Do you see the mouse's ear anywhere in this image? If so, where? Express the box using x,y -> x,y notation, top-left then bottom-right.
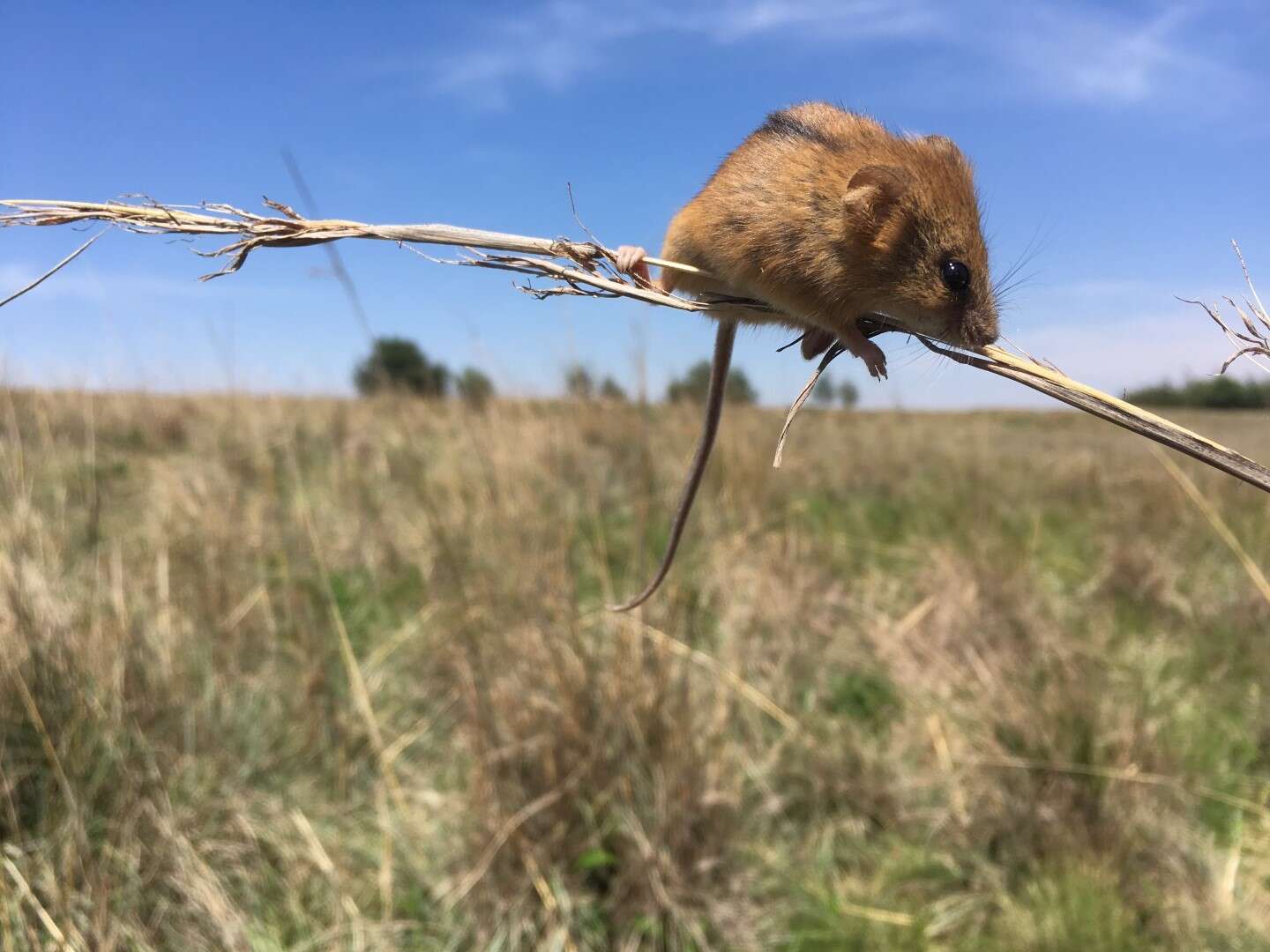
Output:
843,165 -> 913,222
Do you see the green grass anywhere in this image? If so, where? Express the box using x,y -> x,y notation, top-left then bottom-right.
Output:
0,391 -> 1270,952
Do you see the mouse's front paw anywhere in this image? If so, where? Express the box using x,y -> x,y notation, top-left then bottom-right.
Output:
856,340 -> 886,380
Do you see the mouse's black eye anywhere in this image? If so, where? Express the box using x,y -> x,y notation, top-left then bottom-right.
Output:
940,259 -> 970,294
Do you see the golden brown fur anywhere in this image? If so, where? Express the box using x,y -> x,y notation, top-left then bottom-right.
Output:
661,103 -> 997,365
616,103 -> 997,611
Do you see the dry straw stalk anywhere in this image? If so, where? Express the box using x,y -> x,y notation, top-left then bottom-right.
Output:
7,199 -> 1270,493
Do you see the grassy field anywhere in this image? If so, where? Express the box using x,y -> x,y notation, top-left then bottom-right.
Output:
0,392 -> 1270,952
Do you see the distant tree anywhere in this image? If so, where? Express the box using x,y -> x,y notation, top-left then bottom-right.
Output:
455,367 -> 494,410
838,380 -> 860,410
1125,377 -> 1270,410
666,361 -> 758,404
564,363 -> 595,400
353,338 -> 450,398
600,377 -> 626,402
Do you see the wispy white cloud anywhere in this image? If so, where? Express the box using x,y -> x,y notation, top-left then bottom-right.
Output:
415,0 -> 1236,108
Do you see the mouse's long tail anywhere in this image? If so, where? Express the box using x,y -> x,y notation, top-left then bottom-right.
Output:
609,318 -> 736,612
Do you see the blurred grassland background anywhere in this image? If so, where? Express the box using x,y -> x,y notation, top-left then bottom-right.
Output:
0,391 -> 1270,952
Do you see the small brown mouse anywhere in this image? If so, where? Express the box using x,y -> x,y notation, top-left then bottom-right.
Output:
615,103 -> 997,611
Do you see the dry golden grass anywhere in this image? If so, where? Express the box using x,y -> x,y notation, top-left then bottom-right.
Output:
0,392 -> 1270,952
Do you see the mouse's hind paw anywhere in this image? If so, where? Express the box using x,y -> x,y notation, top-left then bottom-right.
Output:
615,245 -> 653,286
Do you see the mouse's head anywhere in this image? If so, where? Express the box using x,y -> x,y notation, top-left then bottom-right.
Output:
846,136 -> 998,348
===
Exercise brief
Format the lines from the one containing "Do you see the mouse's hind" through the one containing "615,245 -> 653,286", both included, as a JSON list of strings with one string per line and blank lines omitted.

Full solution
[
  "Do you see the mouse's hind paw anywhere in this image? If so, where? Express the box using x,y -> x,y notation, top-left then bottom-right.",
  "Output:",
  "615,245 -> 653,286"
]